**Exercise goal**
Give the data back exactly. Leave out any images.

**Data for this task**
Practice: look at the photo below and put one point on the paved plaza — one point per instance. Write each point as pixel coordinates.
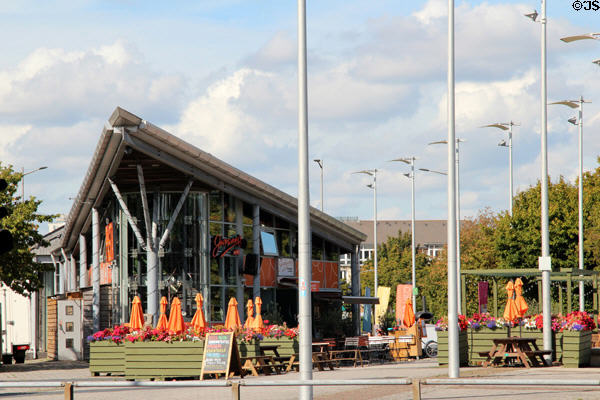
(426, 368)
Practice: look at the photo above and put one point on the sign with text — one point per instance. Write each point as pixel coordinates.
(217, 358)
(402, 293)
(286, 267)
(315, 286)
(220, 246)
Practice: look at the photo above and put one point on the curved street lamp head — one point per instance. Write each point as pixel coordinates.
(593, 36)
(431, 170)
(568, 103)
(366, 171)
(458, 140)
(406, 160)
(533, 16)
(35, 170)
(499, 125)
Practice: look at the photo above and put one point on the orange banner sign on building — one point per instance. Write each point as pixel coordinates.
(402, 293)
(109, 254)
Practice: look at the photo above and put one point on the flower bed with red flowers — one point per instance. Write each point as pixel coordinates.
(574, 321)
(122, 333)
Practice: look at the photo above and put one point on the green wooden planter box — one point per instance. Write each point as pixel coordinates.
(576, 348)
(443, 348)
(107, 357)
(160, 360)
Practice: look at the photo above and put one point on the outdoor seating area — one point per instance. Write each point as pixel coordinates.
(176, 349)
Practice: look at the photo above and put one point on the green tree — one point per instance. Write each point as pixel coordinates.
(394, 266)
(18, 270)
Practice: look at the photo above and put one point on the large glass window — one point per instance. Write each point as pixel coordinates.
(181, 259)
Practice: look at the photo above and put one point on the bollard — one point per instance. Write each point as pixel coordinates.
(416, 389)
(235, 390)
(68, 390)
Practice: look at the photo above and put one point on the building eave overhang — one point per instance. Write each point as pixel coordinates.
(126, 129)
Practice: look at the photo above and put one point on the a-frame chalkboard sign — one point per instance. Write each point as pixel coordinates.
(221, 355)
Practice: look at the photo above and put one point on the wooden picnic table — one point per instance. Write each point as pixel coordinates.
(507, 350)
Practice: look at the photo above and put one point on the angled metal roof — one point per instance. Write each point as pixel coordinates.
(126, 130)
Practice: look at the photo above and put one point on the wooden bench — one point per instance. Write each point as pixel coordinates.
(351, 352)
(320, 360)
(264, 364)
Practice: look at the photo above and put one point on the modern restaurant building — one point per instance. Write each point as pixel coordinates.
(156, 216)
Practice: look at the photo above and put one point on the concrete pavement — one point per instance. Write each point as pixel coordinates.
(426, 368)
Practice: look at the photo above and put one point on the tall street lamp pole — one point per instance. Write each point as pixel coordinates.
(545, 262)
(457, 193)
(373, 173)
(579, 121)
(320, 162)
(453, 350)
(411, 161)
(23, 173)
(304, 237)
(507, 126)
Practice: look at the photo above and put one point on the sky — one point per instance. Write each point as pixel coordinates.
(222, 75)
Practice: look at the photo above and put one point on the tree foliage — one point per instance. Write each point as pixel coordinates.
(18, 270)
(501, 241)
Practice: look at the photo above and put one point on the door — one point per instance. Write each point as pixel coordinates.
(69, 330)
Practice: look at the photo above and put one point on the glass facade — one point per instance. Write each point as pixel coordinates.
(186, 265)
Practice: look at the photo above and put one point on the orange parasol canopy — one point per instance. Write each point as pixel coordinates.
(175, 323)
(409, 314)
(232, 320)
(510, 311)
(199, 322)
(257, 323)
(250, 311)
(137, 315)
(162, 320)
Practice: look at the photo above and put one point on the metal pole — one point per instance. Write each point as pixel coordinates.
(510, 184)
(375, 228)
(453, 350)
(96, 269)
(546, 304)
(414, 279)
(458, 285)
(580, 194)
(82, 262)
(322, 204)
(304, 238)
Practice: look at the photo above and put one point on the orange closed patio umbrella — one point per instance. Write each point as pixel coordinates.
(510, 311)
(257, 323)
(250, 311)
(162, 320)
(232, 320)
(175, 323)
(136, 322)
(520, 302)
(198, 322)
(409, 314)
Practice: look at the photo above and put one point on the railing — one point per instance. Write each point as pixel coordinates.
(236, 385)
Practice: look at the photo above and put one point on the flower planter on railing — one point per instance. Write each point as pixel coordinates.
(107, 357)
(576, 348)
(160, 360)
(443, 348)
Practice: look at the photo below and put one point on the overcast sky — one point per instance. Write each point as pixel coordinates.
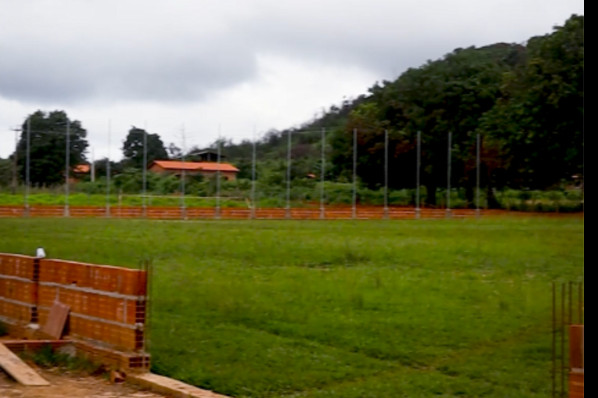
(194, 70)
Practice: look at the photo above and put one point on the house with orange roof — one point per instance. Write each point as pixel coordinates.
(227, 171)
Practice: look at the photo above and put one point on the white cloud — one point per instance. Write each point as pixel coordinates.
(229, 66)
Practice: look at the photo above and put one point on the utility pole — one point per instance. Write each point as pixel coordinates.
(322, 213)
(448, 177)
(354, 201)
(66, 169)
(385, 174)
(27, 165)
(15, 162)
(417, 183)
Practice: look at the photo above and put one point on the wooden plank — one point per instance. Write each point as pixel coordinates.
(19, 370)
(54, 325)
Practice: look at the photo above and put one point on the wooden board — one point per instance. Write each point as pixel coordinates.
(19, 370)
(56, 320)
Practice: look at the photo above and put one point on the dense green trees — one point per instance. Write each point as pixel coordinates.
(47, 147)
(525, 101)
(133, 148)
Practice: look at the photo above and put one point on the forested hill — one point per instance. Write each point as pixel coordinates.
(526, 101)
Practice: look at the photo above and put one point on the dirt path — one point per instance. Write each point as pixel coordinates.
(71, 384)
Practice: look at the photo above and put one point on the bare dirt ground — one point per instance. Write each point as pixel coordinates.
(72, 385)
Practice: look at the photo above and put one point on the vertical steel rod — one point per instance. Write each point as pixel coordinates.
(66, 169)
(183, 177)
(417, 182)
(144, 165)
(554, 330)
(386, 174)
(448, 176)
(288, 204)
(563, 294)
(322, 173)
(580, 303)
(253, 178)
(108, 172)
(27, 167)
(354, 198)
(478, 175)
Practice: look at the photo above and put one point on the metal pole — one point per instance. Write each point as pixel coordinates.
(448, 176)
(288, 205)
(218, 179)
(417, 183)
(354, 201)
(93, 166)
(144, 204)
(478, 175)
(580, 302)
(322, 173)
(15, 162)
(553, 339)
(108, 173)
(183, 210)
(253, 179)
(386, 174)
(27, 167)
(66, 171)
(563, 292)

**The answer**
Practice: look at the photo below and put one point on the paved plaza — one point per instance. Write each point as pixel coordinates.
(426, 368)
Practice: look at the photo above and put one point on the sign with text — one point per instance. Write each point as pixel coordinates.
(217, 358)
(402, 293)
(286, 267)
(315, 286)
(220, 246)
Practice: look at the photo above and put one point on the curved street lamp head — one point per instance. Write each point as pixel coordinates.
(593, 36)
(431, 170)
(568, 103)
(366, 171)
(458, 140)
(406, 160)
(533, 16)
(35, 170)
(499, 125)
Practice: look at the photo above and put one point on the orange banner sign on building — one point per instance. Write each point as pixel coordinates.
(402, 293)
(109, 254)
Practice: look at the photo above and put one point on the flower bed with red flowers — one point per instance. Write each point as pixel coordinates.
(574, 321)
(122, 333)
Practice: look at the photo above and put one point on the green wooden planter box — one point per instance. Write each point as pixel coordinates.
(576, 348)
(443, 348)
(107, 357)
(160, 360)
Practice: look at the photo above and put one point on the outdoor seating area — one point per instance. Write each point as pixel coordinates.
(176, 349)
Practice: look at the photo above and put one point on the green tree — one point per instance. Write each point as pixel coordinates.
(394, 266)
(18, 270)
Practice: look at the photo above and put one point on the large glass window — one point per instance. Write each point as pixel coordinates.
(181, 259)
Practice: look at the photo above and put one point on the bollard — one point per instance. Write each point as pixel coordinates.
(416, 389)
(235, 390)
(68, 390)
Practice: look at the photo above and put one point on the building eave overhang — one point per instance. Write each point as pixel coordinates.
(126, 129)
Practice: look at the photo above and put one point on the a-frame chalkboard sign — one point per instance. Write each point as pixel coordinates.
(221, 355)
Practice: look at the photo above and put one point on the wooden picnic table — one point per instance. Write each point as pixel coordinates.
(507, 350)
Practice: look at the photo above and put one point on the angled metal roof — one point per instance. Write each point as pixel coordinates.
(126, 130)
Practice: look at the photo above and put one point on the wooden bench — one point per instance. Write each point as pixel coordinates.
(351, 352)
(320, 360)
(264, 364)
Practice: look at the photo above and put one point on the modern restaurant building — one point per instance. Write each point as pixel coordinates.
(156, 216)
Practice: look at the photo above and put one point on the concrete pavement — one point per instance. Write each point as pixel coordinates.
(426, 368)
Practice: look at the photo above and put one point on the tall street lamp pole — one point per instance. Write each point as pixel coordinates.
(545, 262)
(457, 193)
(373, 173)
(579, 121)
(320, 162)
(453, 350)
(411, 161)
(23, 173)
(304, 237)
(507, 126)
Practice: look at the photo above and put one point on the sky — one point per instance. Write each point as pixel coordinates.
(222, 75)
Practice: look at the photo above and put one point on the tree foliage — one point per instance. Write each point as pixel coordinates.
(18, 270)
(501, 241)
Practice: look at the photo above and put one point on the door — one point per instance. Write each point as pixel coordinates.
(69, 330)
Practice: look at the photo above and put one point on the glass facade — one point per instance. Write each point as pixel coordinates.
(186, 265)
Practice: look at the photo above and put one point on the orange parasol canopy — one point per instance. Write each point as pixel coordinates.
(175, 323)
(409, 314)
(232, 320)
(510, 311)
(199, 322)
(257, 323)
(250, 311)
(137, 315)
(162, 320)
Practice: look at the photo above and put one point on the metal pole — one point per instance. Write each point as pixel coordinates.
(510, 184)
(375, 228)
(453, 350)
(96, 269)
(546, 304)
(414, 279)
(458, 285)
(580, 194)
(82, 262)
(322, 204)
(304, 238)
Practice: look at the photo above and put one point on the orange closed patio umbrella — one point per instance. Write each point as pixel coordinates.
(510, 311)
(257, 323)
(250, 311)
(162, 320)
(232, 320)
(175, 323)
(136, 322)
(520, 302)
(198, 322)
(409, 314)
Practice: look at the photo above and put one point on the railing — one point per instance. Write each point as pixel coordinates.
(236, 385)
Practice: look at the photo above and put one point on the flower planter on railing — one point per instance. Write each point as pixel coordinates.
(107, 357)
(576, 348)
(160, 360)
(443, 348)
Practice: look at the photo below and put one point on the overcast sky — one point per instance. Write each point as pixel coordinates.
(194, 70)
Practice: look at the photo above and put one point on the house with orange roof — one point per instance. Write each point as pixel coordinates.
(227, 171)
Practice: look at the photo above and put one point on the white cloud — one point per instance. Write each point as pixel coordinates.
(229, 66)
Practice: look at the photo above and put one point on the utility pole — one point per instance. Write each point as pixel coordinates.
(322, 213)
(448, 177)
(354, 201)
(66, 169)
(385, 174)
(27, 165)
(15, 162)
(417, 183)
Practice: look at the photo above and put one point on the wooden plank — one point per instance. Write each point as pixel coordinates.
(19, 370)
(54, 325)
Practice: look at the photo above and put one point on the wooden board — one point per instance. Write each point as pixel coordinates.
(19, 370)
(56, 320)
Practice: look at the photo above and put one point on the dense green trees — one point per instance. Write each point as pixel coordinates.
(47, 147)
(525, 101)
(133, 148)
Practice: look at the photo above and put one point on the forested hill — one point per instance. Write each point as pixel coordinates.
(526, 101)
Practice: look at the photo above and put one point on the dirt path — one point per instance. Write each point as pixel coordinates.
(71, 384)
Practice: look at the photo above and put one point on the bare dirt ground — one point per instance. Write each point as pixel coordinates.
(72, 385)
Practice: look at the photo above and put one point on the vertical steel rod — one point per instance. Write each point as pixel coordinates.
(66, 169)
(183, 177)
(417, 182)
(144, 165)
(554, 330)
(386, 174)
(448, 176)
(288, 204)
(563, 294)
(322, 173)
(580, 303)
(253, 178)
(108, 172)
(27, 167)
(354, 198)
(478, 175)
Practice: look at the photo above and put one point on the metal pole — one point per instance. Write each point as pixel coordinates.
(448, 176)
(288, 205)
(218, 179)
(417, 183)
(354, 201)
(93, 166)
(144, 204)
(478, 175)
(580, 302)
(322, 173)
(15, 162)
(553, 339)
(108, 173)
(183, 210)
(253, 179)
(386, 174)
(27, 167)
(66, 171)
(563, 292)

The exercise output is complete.